ACTIVITY 1 – In the costume passage, how many times did the boyfriend say he had seen the movie?
ACTIVITY 2 – Please print the costume passage from "The best praise" to "of the night.", copying it exactly.

PASSAGE SHOWN –
____

The best praise came late in the evening. I had volunteered for a beer-run after the fridge became bottleless and it is inadvisable to venture onto the streets of New York with a panty on one’s head, so I removed that, the wig and moustache and left my Huggies behind. I also put my glasses back on; I can’t see jack without them but I was striving for authenticity and had them removed for most of the night.
When I returned with the beer, a new couple had arrived to the party: the woman was dressed in a modern-day Southern Belle ball gown, satiny and emerald green, curly blonde hair and high heels. Which was not interesting. What was interesting was that her tall, big-shouldered boyfriend was squeezed into a practically identical dress, shoes, blonde wig, makeup over stubble. Before even introducing himself, he flat out said, “That’s the best H.I. costume I’ve ever seen.” (I have to imagine it was the only H.I. costume he’d ever seen, but I understood his point.)
I told him his perception was amazing because I was wearing only half the costume.
“It’s the shoes, the shirt, the whole getup,” he said, adding he’d seen the movie “about 90 times” and that he kept trying to get his girlfriend to watch it, which he took the liberty to point out to her, again. (“I know, I know!” she said, with exasperation.)
Costume Ingredients List
- Vintage ’80s striped shirt. $10 from RustyZipper.com. The one in the movie is knit but I couldn’t find one in that material. The chocolate brown, white and tan color scheme on the shirt I bought is similar, although the material is polyester/nylon.

____

PROVIDED INFORMATION –
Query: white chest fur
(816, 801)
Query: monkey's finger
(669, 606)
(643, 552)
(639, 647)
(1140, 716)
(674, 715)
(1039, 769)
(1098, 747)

____

TASK RESPONSE 1 – About 90 times.

TASK RESPONSE 2 –
The best praise came late in the evening. I had volunteered for a beer-run after the fridge became bottleless and it is inadvisable to venture onto the streets of New York with a panty on one’s head, so I removed that, the wig and moustache and left my Huggies behind. I also put my glasses back on; I can’t see jack without them but I was striving for authenticity and had them removed for most of the night.